▶ Dataset records:

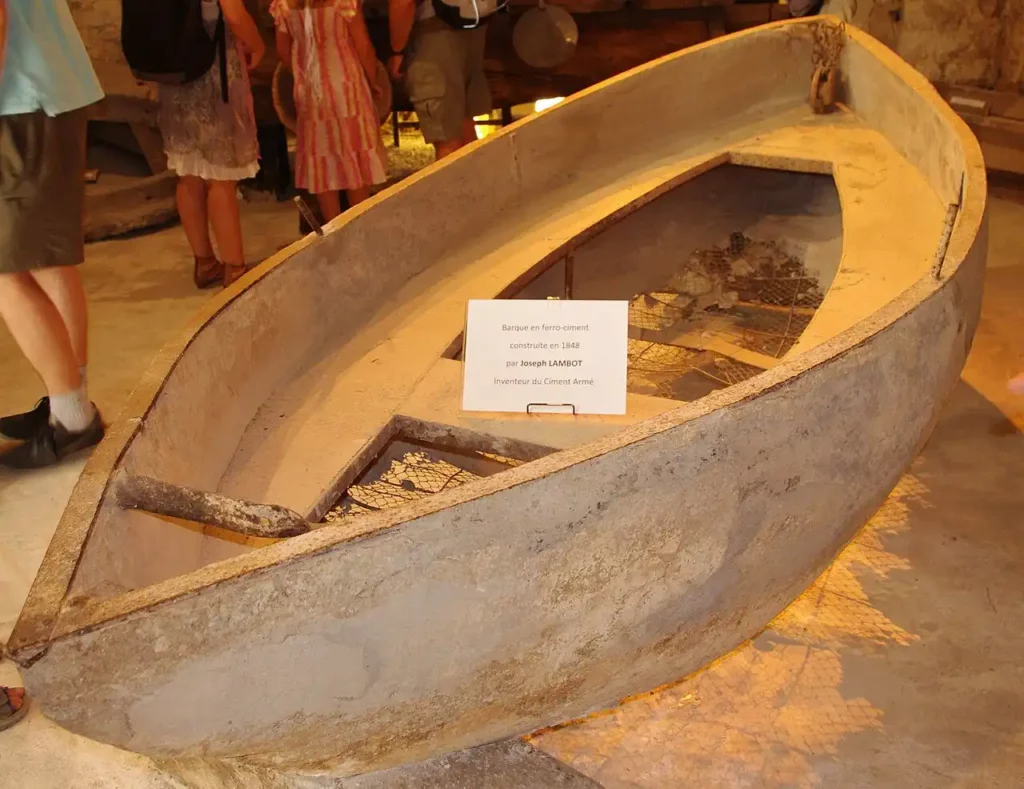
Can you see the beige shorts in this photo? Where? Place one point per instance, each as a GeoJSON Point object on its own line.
{"type": "Point", "coordinates": [42, 190]}
{"type": "Point", "coordinates": [444, 78]}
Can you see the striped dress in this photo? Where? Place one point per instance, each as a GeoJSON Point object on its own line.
{"type": "Point", "coordinates": [338, 143]}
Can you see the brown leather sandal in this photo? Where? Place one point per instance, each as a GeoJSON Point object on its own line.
{"type": "Point", "coordinates": [208, 271]}
{"type": "Point", "coordinates": [233, 271]}
{"type": "Point", "coordinates": [9, 715]}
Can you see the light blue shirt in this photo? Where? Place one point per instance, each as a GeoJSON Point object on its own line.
{"type": "Point", "coordinates": [46, 66]}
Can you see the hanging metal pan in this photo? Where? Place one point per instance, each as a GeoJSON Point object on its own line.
{"type": "Point", "coordinates": [545, 37]}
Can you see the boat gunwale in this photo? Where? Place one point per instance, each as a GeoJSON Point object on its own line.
{"type": "Point", "coordinates": [44, 618]}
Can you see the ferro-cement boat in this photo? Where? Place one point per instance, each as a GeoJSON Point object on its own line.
{"type": "Point", "coordinates": [804, 288]}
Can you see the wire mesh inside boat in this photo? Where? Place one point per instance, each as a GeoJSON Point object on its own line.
{"type": "Point", "coordinates": [406, 471]}
{"type": "Point", "coordinates": [748, 295]}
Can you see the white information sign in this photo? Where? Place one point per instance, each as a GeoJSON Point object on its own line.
{"type": "Point", "coordinates": [546, 356]}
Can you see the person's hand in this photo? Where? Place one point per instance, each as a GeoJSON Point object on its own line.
{"type": "Point", "coordinates": [394, 63]}
{"type": "Point", "coordinates": [253, 56]}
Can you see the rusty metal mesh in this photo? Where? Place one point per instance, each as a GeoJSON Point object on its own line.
{"type": "Point", "coordinates": [413, 476]}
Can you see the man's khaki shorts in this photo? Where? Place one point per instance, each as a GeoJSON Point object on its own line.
{"type": "Point", "coordinates": [444, 78]}
{"type": "Point", "coordinates": [42, 190]}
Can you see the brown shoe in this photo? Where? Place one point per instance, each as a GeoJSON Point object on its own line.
{"type": "Point", "coordinates": [208, 271]}
{"type": "Point", "coordinates": [233, 271]}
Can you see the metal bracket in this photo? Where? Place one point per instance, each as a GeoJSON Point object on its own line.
{"type": "Point", "coordinates": [947, 230]}
{"type": "Point", "coordinates": [550, 405]}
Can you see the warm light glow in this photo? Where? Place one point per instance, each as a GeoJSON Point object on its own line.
{"type": "Point", "coordinates": [486, 129]}
{"type": "Point", "coordinates": [543, 103]}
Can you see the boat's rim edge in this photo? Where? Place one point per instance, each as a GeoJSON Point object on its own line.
{"type": "Point", "coordinates": [43, 621]}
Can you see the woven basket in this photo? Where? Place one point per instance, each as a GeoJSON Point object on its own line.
{"type": "Point", "coordinates": [283, 87]}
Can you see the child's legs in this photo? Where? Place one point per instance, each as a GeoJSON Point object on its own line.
{"type": "Point", "coordinates": [62, 287]}
{"type": "Point", "coordinates": [40, 332]}
{"type": "Point", "coordinates": [195, 219]}
{"type": "Point", "coordinates": [223, 207]}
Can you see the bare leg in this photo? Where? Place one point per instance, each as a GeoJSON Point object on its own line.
{"type": "Point", "coordinates": [330, 205]}
{"type": "Point", "coordinates": [62, 287]}
{"type": "Point", "coordinates": [357, 195]}
{"type": "Point", "coordinates": [195, 219]}
{"type": "Point", "coordinates": [39, 331]}
{"type": "Point", "coordinates": [223, 202]}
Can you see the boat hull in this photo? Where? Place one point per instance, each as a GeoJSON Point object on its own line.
{"type": "Point", "coordinates": [545, 592]}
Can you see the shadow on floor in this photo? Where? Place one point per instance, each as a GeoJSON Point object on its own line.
{"type": "Point", "coordinates": [854, 685]}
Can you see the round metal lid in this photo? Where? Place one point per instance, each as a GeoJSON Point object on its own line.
{"type": "Point", "coordinates": [545, 37]}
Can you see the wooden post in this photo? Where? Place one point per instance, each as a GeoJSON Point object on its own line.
{"type": "Point", "coordinates": [249, 518]}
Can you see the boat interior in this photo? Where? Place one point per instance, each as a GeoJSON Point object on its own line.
{"type": "Point", "coordinates": [742, 234]}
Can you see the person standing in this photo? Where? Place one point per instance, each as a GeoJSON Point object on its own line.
{"type": "Point", "coordinates": [211, 143]}
{"type": "Point", "coordinates": [46, 85]}
{"type": "Point", "coordinates": [444, 71]}
{"type": "Point", "coordinates": [338, 146]}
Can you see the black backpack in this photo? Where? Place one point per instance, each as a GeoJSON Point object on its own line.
{"type": "Point", "coordinates": [165, 41]}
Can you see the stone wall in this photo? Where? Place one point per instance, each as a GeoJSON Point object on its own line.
{"type": "Point", "coordinates": [99, 24]}
{"type": "Point", "coordinates": [968, 42]}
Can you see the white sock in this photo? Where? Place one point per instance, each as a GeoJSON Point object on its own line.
{"type": "Point", "coordinates": [72, 410]}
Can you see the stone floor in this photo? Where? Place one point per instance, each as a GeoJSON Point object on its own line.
{"type": "Point", "coordinates": [902, 666]}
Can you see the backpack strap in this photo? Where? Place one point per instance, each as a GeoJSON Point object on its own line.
{"type": "Point", "coordinates": [220, 35]}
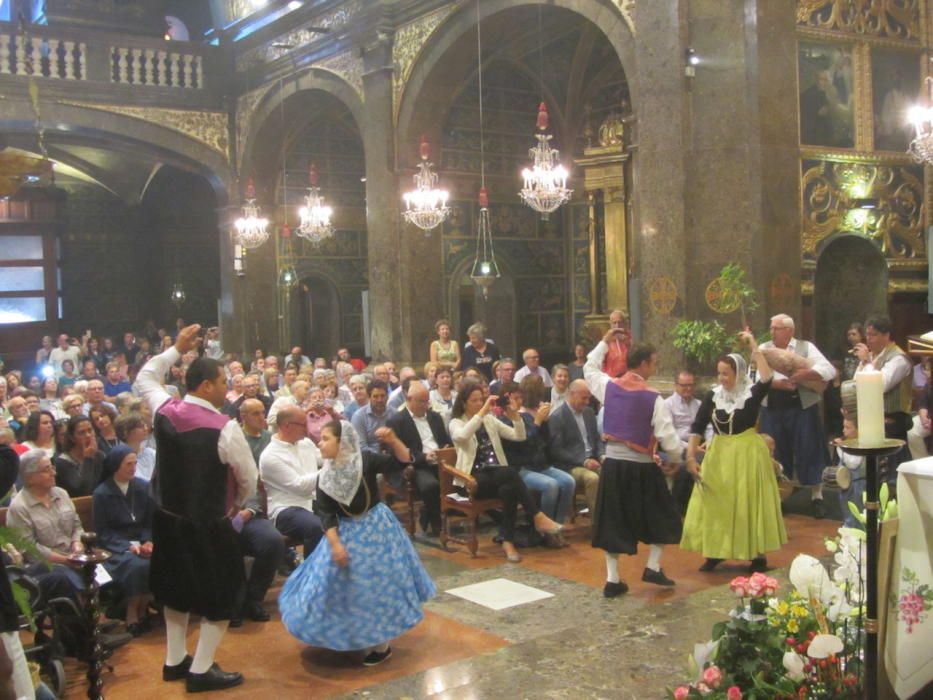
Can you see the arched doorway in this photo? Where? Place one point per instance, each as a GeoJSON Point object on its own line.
{"type": "Point", "coordinates": [851, 284]}
{"type": "Point", "coordinates": [319, 310]}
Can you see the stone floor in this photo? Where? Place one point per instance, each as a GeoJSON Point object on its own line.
{"type": "Point", "coordinates": [574, 644]}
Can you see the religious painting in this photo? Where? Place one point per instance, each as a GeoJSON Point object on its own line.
{"type": "Point", "coordinates": [895, 81]}
{"type": "Point", "coordinates": [827, 91]}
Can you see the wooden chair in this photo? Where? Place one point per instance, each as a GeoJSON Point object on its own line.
{"type": "Point", "coordinates": [460, 508]}
{"type": "Point", "coordinates": [406, 494]}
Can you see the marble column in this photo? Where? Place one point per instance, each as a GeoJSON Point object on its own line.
{"type": "Point", "coordinates": [388, 325]}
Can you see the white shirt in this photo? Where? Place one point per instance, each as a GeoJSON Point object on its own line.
{"type": "Point", "coordinates": [232, 448]}
{"type": "Point", "coordinates": [541, 372]}
{"type": "Point", "coordinates": [289, 472]}
{"type": "Point", "coordinates": [428, 443]}
{"type": "Point", "coordinates": [661, 422]}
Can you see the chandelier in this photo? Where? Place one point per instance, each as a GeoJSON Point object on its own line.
{"type": "Point", "coordinates": [315, 215]}
{"type": "Point", "coordinates": [546, 181]}
{"type": "Point", "coordinates": [485, 270]}
{"type": "Point", "coordinates": [426, 206]}
{"type": "Point", "coordinates": [921, 117]}
{"type": "Point", "coordinates": [251, 230]}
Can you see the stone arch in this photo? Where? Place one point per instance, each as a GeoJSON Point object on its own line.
{"type": "Point", "coordinates": [600, 13]}
{"type": "Point", "coordinates": [311, 79]}
{"type": "Point", "coordinates": [851, 283]}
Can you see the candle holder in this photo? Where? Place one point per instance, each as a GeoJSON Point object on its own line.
{"type": "Point", "coordinates": [88, 560]}
{"type": "Point", "coordinates": [871, 453]}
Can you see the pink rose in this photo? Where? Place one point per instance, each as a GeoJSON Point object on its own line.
{"type": "Point", "coordinates": [712, 676]}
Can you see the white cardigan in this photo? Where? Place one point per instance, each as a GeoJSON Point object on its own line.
{"type": "Point", "coordinates": [463, 433]}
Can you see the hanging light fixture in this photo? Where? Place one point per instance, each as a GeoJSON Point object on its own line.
{"type": "Point", "coordinates": [921, 117]}
{"type": "Point", "coordinates": [288, 277]}
{"type": "Point", "coordinates": [485, 270]}
{"type": "Point", "coordinates": [545, 187]}
{"type": "Point", "coordinates": [426, 205]}
{"type": "Point", "coordinates": [315, 214]}
{"type": "Point", "coordinates": [251, 230]}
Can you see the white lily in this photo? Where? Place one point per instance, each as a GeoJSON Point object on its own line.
{"type": "Point", "coordinates": [794, 664]}
{"type": "Point", "coordinates": [823, 646]}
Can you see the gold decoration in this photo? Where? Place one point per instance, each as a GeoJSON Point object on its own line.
{"type": "Point", "coordinates": [409, 40]}
{"type": "Point", "coordinates": [781, 291]}
{"type": "Point", "coordinates": [208, 128]}
{"type": "Point", "coordinates": [662, 293]}
{"type": "Point", "coordinates": [830, 205]}
{"type": "Point", "coordinates": [347, 65]}
{"type": "Point", "coordinates": [627, 9]}
{"type": "Point", "coordinates": [721, 300]}
{"type": "Point", "coordinates": [892, 19]}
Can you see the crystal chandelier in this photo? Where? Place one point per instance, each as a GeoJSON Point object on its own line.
{"type": "Point", "coordinates": [251, 230]}
{"type": "Point", "coordinates": [315, 215]}
{"type": "Point", "coordinates": [426, 206]}
{"type": "Point", "coordinates": [288, 277]}
{"type": "Point", "coordinates": [546, 182]}
{"type": "Point", "coordinates": [485, 270]}
{"type": "Point", "coordinates": [921, 117]}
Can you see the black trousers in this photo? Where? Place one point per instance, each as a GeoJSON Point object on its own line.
{"type": "Point", "coordinates": [506, 484]}
{"type": "Point", "coordinates": [260, 540]}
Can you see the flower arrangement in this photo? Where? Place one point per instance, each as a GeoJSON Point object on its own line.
{"type": "Point", "coordinates": [804, 644]}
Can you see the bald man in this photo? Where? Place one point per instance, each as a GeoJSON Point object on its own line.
{"type": "Point", "coordinates": [289, 471]}
{"type": "Point", "coordinates": [423, 433]}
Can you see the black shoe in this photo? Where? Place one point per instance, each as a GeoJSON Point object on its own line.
{"type": "Point", "coordinates": [819, 510]}
{"type": "Point", "coordinates": [374, 658]}
{"type": "Point", "coordinates": [254, 611]}
{"type": "Point", "coordinates": [611, 590]}
{"type": "Point", "coordinates": [758, 565]}
{"type": "Point", "coordinates": [178, 671]}
{"type": "Point", "coordinates": [212, 679]}
{"type": "Point", "coordinates": [656, 577]}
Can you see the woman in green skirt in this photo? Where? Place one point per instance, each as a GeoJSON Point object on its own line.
{"type": "Point", "coordinates": [735, 509]}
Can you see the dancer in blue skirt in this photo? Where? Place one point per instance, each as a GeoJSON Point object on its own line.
{"type": "Point", "coordinates": [364, 584]}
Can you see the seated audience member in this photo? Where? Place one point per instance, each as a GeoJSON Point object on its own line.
{"type": "Point", "coordinates": [44, 516]}
{"type": "Point", "coordinates": [367, 420]}
{"type": "Point", "coordinates": [40, 433]}
{"type": "Point", "coordinates": [477, 435]}
{"type": "Point", "coordinates": [575, 444]}
{"type": "Point", "coordinates": [319, 414]}
{"type": "Point", "coordinates": [357, 385]}
{"type": "Point", "coordinates": [298, 396]}
{"type": "Point", "coordinates": [123, 511]}
{"type": "Point", "coordinates": [80, 467]}
{"type": "Point", "coordinates": [533, 367]}
{"type": "Point", "coordinates": [103, 419]}
{"type": "Point", "coordinates": [250, 391]}
{"type": "Point", "coordinates": [479, 352]}
{"type": "Point", "coordinates": [561, 376]}
{"type": "Point", "coordinates": [422, 431]}
{"type": "Point", "coordinates": [443, 395]}
{"type": "Point", "coordinates": [133, 430]}
{"type": "Point", "coordinates": [115, 384]}
{"type": "Point", "coordinates": [288, 468]}
{"type": "Point", "coordinates": [530, 457]}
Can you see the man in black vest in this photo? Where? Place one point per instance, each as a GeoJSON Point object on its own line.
{"type": "Point", "coordinates": [204, 468]}
{"type": "Point", "coordinates": [423, 433]}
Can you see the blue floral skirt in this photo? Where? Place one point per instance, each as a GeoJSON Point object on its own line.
{"type": "Point", "coordinates": [375, 598]}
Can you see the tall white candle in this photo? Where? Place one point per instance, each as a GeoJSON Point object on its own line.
{"type": "Point", "coordinates": [869, 396]}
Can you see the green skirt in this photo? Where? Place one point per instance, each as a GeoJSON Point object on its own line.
{"type": "Point", "coordinates": [736, 512]}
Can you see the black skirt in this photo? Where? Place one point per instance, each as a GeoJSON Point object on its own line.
{"type": "Point", "coordinates": [196, 566]}
{"type": "Point", "coordinates": [633, 505]}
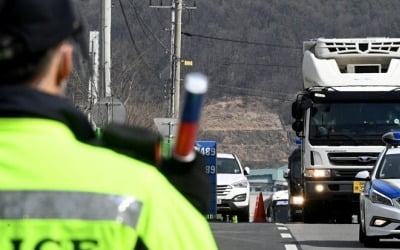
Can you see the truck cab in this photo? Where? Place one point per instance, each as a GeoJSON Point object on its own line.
{"type": "Point", "coordinates": [351, 97]}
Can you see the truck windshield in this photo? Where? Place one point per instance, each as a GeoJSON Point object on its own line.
{"type": "Point", "coordinates": [227, 166]}
{"type": "Point", "coordinates": [352, 123]}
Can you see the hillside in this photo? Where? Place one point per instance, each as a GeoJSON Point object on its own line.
{"type": "Point", "coordinates": [248, 128]}
{"type": "Point", "coordinates": [251, 51]}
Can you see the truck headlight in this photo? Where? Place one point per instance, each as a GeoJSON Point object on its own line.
{"type": "Point", "coordinates": [379, 198]}
{"type": "Point", "coordinates": [240, 184]}
{"type": "Point", "coordinates": [318, 173]}
{"type": "Point", "coordinates": [297, 200]}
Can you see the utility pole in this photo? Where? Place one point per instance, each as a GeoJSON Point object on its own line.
{"type": "Point", "coordinates": [94, 76]}
{"type": "Point", "coordinates": [106, 54]}
{"type": "Point", "coordinates": [176, 8]}
{"type": "Point", "coordinates": [177, 59]}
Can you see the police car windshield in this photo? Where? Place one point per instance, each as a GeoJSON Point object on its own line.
{"type": "Point", "coordinates": [389, 168]}
{"type": "Point", "coordinates": [352, 123]}
{"type": "Point", "coordinates": [227, 166]}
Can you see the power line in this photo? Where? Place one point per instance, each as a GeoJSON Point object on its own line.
{"type": "Point", "coordinates": [240, 41]}
{"type": "Point", "coordinates": [261, 64]}
{"type": "Point", "coordinates": [129, 29]}
{"type": "Point", "coordinates": [140, 20]}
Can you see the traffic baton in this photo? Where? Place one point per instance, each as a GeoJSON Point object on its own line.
{"type": "Point", "coordinates": [196, 85]}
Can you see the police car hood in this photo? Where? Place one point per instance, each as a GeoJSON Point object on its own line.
{"type": "Point", "coordinates": [228, 179]}
{"type": "Point", "coordinates": [388, 187]}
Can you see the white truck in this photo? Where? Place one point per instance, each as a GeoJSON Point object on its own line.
{"type": "Point", "coordinates": [351, 97]}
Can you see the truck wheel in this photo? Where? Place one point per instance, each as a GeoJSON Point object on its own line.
{"type": "Point", "coordinates": [369, 241]}
{"type": "Point", "coordinates": [243, 216]}
{"type": "Point", "coordinates": [308, 215]}
{"type": "Point", "coordinates": [361, 234]}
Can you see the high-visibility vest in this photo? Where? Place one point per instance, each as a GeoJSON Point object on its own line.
{"type": "Point", "coordinates": [59, 193]}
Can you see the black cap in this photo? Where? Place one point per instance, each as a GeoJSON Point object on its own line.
{"type": "Point", "coordinates": [32, 26]}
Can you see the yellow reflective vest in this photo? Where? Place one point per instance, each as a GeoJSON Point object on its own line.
{"type": "Point", "coordinates": [59, 193]}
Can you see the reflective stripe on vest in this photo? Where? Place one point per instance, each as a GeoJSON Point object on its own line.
{"type": "Point", "coordinates": [69, 205]}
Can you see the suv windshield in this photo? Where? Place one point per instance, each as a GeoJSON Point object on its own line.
{"type": "Point", "coordinates": [227, 166]}
{"type": "Point", "coordinates": [390, 167]}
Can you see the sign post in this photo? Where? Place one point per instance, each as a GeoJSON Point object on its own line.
{"type": "Point", "coordinates": [209, 150]}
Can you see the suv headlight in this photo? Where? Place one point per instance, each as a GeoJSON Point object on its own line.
{"type": "Point", "coordinates": [240, 184]}
{"type": "Point", "coordinates": [318, 173]}
{"type": "Point", "coordinates": [379, 198]}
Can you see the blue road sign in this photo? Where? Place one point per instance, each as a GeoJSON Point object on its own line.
{"type": "Point", "coordinates": [209, 150]}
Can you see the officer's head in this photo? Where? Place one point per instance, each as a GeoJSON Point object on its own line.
{"type": "Point", "coordinates": [36, 42]}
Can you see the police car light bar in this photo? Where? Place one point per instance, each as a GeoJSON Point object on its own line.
{"type": "Point", "coordinates": [392, 138]}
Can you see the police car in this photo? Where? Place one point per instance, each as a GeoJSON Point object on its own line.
{"type": "Point", "coordinates": [380, 197]}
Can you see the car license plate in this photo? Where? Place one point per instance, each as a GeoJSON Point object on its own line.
{"type": "Point", "coordinates": [358, 186]}
{"type": "Point", "coordinates": [281, 203]}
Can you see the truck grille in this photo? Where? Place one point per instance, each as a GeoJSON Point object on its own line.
{"type": "Point", "coordinates": [353, 159]}
{"type": "Point", "coordinates": [223, 189]}
{"type": "Point", "coordinates": [344, 174]}
{"type": "Point", "coordinates": [357, 48]}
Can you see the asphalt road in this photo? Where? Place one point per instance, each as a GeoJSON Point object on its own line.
{"type": "Point", "coordinates": [299, 236]}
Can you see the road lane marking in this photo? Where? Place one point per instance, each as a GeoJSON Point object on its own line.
{"type": "Point", "coordinates": [290, 247]}
{"type": "Point", "coordinates": [286, 236]}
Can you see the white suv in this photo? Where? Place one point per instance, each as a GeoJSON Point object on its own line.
{"type": "Point", "coordinates": [233, 188]}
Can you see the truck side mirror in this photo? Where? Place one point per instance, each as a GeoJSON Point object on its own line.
{"type": "Point", "coordinates": [297, 111]}
{"type": "Point", "coordinates": [363, 175]}
{"type": "Point", "coordinates": [298, 126]}
{"type": "Point", "coordinates": [286, 173]}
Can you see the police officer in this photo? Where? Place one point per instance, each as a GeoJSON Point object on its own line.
{"type": "Point", "coordinates": [56, 190]}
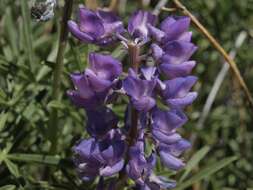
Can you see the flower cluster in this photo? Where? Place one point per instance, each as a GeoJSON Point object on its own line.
{"type": "Point", "coordinates": [149, 84]}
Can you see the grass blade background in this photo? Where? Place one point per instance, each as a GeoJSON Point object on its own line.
{"type": "Point", "coordinates": [205, 172]}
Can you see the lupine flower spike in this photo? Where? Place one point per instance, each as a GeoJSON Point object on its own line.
{"type": "Point", "coordinates": [113, 150]}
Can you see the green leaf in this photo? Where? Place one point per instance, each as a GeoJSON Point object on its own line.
{"type": "Point", "coordinates": [38, 158]}
{"type": "Point", "coordinates": [3, 119]}
{"type": "Point", "coordinates": [27, 31]}
{"type": "Point", "coordinates": [8, 187]}
{"type": "Point", "coordinates": [193, 162]}
{"type": "Point", "coordinates": [13, 168]}
{"type": "Point", "coordinates": [209, 170]}
{"type": "Point", "coordinates": [55, 104]}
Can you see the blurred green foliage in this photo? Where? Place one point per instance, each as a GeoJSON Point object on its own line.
{"type": "Point", "coordinates": [27, 56]}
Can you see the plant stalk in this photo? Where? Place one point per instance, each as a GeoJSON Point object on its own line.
{"type": "Point", "coordinates": [57, 74]}
{"type": "Point", "coordinates": [134, 57]}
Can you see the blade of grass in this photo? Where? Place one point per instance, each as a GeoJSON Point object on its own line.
{"type": "Point", "coordinates": [193, 162]}
{"type": "Point", "coordinates": [27, 32]}
{"type": "Point", "coordinates": [218, 47]}
{"type": "Point", "coordinates": [206, 172]}
{"type": "Point", "coordinates": [58, 69]}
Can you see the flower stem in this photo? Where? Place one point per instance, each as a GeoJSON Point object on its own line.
{"type": "Point", "coordinates": [57, 73]}
{"type": "Point", "coordinates": [134, 57]}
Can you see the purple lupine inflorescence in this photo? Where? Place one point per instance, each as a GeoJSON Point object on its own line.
{"type": "Point", "coordinates": [160, 77]}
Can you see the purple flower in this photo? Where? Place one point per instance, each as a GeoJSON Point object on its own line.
{"type": "Point", "coordinates": [106, 153]}
{"type": "Point", "coordinates": [103, 71]}
{"type": "Point", "coordinates": [100, 121]}
{"type": "Point", "coordinates": [138, 24]}
{"type": "Point", "coordinates": [173, 58]}
{"type": "Point", "coordinates": [177, 93]}
{"type": "Point", "coordinates": [96, 27]}
{"type": "Point", "coordinates": [165, 123]}
{"type": "Point", "coordinates": [103, 157]}
{"type": "Point", "coordinates": [173, 48]}
{"type": "Point", "coordinates": [92, 86]}
{"type": "Point", "coordinates": [140, 92]}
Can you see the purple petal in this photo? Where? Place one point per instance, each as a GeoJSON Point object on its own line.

▶ Stated goal:
Quote only the lines from the line containing "Can you see the purple lupine" through the end of the entries, keeping the first and the last.

▶ Solution for this problem:
Can you see the purple lupine inflorescence in this photo? Where? Place one point per instance, each as a GeoJSON Point object on its own line.
{"type": "Point", "coordinates": [160, 77]}
Can you see the purple flower in this photo? Where? Place one point per instance, each as a GeoJSON Point object on its own line.
{"type": "Point", "coordinates": [106, 153]}
{"type": "Point", "coordinates": [103, 71]}
{"type": "Point", "coordinates": [100, 121]}
{"type": "Point", "coordinates": [138, 24]}
{"type": "Point", "coordinates": [173, 58]}
{"type": "Point", "coordinates": [177, 93]}
{"type": "Point", "coordinates": [96, 27]}
{"type": "Point", "coordinates": [165, 123]}
{"type": "Point", "coordinates": [103, 157]}
{"type": "Point", "coordinates": [173, 48]}
{"type": "Point", "coordinates": [92, 86]}
{"type": "Point", "coordinates": [140, 92]}
Can you see the purple petal in this photo? Where? Place one point per instance, each as a GeoJSON Point object on its own line.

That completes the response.